# Excerpt
^^^^^^^^^^^^^^^^
Can someone help me derive sum to product

**viciouspoultry** · March 31st 2008, 05:31 PM

All I only need to see one of the formulas derived step by step. I understand how to derive product-to-sum but have no clue how to do sum-to-product.

Thanks in advance

**Soroban** · March 31st 2008, 08:15 PM

Hello, viciouspoultry!

I don't remember the derivation, so I came up with one.
It's rather clumsy, but it's valid.

All I only need to see one of the formulas derived step by step.
^^^^^^^^^^^^^^^^
# Supplied entries
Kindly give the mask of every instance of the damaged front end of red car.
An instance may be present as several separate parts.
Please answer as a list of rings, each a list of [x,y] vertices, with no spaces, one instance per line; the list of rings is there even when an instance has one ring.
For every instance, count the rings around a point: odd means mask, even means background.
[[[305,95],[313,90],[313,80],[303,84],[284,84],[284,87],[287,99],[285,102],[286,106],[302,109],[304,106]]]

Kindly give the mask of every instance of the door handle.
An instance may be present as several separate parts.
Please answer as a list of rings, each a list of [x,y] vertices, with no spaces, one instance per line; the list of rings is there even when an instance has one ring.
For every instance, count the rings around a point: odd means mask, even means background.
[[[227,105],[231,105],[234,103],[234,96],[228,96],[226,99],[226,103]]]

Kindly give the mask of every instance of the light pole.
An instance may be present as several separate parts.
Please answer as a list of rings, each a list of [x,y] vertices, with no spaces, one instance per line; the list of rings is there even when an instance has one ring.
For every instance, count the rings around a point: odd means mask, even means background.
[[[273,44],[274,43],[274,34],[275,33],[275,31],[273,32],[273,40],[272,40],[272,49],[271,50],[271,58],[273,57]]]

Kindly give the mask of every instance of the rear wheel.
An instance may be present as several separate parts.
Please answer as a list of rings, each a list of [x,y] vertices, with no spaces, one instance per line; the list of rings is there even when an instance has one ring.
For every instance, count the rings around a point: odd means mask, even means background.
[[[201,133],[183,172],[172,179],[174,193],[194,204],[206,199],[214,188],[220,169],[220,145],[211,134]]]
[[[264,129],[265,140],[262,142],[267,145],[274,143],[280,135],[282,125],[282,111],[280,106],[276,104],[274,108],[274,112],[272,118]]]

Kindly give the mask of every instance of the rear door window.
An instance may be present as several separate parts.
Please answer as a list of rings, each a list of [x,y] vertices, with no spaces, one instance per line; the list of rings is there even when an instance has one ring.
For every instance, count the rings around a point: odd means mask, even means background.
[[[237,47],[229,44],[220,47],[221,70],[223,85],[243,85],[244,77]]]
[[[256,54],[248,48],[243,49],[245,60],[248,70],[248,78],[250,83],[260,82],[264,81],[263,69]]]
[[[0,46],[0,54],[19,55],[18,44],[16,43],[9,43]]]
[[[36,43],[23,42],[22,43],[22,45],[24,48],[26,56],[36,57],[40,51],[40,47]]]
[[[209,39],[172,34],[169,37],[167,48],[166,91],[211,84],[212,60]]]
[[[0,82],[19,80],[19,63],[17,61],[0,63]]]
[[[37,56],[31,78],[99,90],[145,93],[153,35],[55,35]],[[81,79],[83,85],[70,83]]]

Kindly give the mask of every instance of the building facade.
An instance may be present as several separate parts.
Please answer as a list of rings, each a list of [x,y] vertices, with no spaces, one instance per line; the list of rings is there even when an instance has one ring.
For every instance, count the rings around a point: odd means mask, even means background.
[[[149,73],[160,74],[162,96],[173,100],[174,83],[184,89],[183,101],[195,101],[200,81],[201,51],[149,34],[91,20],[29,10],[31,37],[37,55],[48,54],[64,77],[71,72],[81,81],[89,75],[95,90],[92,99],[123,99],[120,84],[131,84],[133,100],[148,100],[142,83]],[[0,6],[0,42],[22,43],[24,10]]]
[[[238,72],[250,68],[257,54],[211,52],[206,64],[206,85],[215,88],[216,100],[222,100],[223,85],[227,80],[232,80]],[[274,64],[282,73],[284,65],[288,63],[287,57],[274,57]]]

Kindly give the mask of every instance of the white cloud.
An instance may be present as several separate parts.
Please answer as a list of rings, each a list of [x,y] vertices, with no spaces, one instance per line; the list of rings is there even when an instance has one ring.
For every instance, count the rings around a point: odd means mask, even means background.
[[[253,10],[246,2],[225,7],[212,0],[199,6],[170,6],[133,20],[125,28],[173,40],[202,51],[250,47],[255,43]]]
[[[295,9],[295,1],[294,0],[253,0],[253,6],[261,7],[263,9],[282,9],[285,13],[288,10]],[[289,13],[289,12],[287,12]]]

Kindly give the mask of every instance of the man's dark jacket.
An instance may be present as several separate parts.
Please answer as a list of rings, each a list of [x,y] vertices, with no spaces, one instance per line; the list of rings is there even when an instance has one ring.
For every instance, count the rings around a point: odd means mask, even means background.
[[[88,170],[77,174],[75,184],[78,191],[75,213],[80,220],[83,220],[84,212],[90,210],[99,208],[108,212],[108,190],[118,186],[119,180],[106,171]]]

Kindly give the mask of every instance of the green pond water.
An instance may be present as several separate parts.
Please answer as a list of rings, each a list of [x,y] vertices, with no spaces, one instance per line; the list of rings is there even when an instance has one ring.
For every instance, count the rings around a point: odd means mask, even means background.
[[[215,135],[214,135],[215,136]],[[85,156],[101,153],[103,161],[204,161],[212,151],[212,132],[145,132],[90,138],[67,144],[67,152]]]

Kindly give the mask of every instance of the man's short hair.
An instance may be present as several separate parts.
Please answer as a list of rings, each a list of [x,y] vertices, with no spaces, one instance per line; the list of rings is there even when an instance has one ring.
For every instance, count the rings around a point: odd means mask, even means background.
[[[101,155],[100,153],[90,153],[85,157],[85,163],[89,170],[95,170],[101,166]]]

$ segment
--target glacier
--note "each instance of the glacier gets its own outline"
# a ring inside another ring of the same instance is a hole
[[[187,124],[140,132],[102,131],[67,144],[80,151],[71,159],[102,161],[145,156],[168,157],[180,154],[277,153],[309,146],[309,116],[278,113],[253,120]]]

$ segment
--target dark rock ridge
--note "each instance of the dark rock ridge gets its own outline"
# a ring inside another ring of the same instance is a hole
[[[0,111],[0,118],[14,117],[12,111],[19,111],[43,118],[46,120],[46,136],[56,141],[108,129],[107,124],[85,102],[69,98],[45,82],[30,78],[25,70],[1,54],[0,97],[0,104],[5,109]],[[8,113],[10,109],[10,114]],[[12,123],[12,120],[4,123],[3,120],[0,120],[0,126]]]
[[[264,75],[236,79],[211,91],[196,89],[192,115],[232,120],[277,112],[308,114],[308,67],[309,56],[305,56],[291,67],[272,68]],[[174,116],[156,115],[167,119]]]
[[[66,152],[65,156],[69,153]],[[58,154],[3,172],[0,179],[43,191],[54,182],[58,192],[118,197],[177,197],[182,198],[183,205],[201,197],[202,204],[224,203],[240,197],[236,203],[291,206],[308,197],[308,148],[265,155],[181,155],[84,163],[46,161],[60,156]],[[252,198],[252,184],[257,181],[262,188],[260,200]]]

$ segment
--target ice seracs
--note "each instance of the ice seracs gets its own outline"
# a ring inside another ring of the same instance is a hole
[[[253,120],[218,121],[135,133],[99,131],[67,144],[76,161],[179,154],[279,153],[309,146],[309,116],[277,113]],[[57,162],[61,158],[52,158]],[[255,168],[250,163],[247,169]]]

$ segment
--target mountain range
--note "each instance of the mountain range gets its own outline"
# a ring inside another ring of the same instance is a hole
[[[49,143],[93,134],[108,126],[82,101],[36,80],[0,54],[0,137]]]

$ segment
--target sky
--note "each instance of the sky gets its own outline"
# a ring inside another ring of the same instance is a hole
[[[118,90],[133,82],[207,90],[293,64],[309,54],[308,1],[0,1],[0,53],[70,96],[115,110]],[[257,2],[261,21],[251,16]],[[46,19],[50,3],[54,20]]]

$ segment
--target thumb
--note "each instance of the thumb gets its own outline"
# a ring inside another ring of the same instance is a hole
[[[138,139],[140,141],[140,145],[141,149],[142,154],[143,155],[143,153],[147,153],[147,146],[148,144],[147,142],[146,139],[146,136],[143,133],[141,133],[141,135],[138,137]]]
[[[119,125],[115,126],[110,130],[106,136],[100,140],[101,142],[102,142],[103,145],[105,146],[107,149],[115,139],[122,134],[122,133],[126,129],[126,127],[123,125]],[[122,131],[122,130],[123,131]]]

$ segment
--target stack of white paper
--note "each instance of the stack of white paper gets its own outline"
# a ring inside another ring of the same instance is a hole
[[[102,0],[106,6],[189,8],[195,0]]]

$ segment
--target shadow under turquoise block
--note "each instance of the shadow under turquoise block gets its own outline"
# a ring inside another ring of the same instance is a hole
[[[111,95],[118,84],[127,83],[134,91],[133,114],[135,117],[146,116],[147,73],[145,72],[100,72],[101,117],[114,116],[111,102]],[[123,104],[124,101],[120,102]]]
^^^^^^^^^^^^^^^^
# Directions for this task
Answer these about the forum thread:
(a) Which derivation does viciouspoultry say they already understand?
(b) At what time was Soroban's reply posted?
(c) How does Soroban describe the derivation they came up with?

# Finished task
(a) Product-to-sum.
(b) 08:15 PM on March 31st 2008.
(c) As rather clumsy, but valid.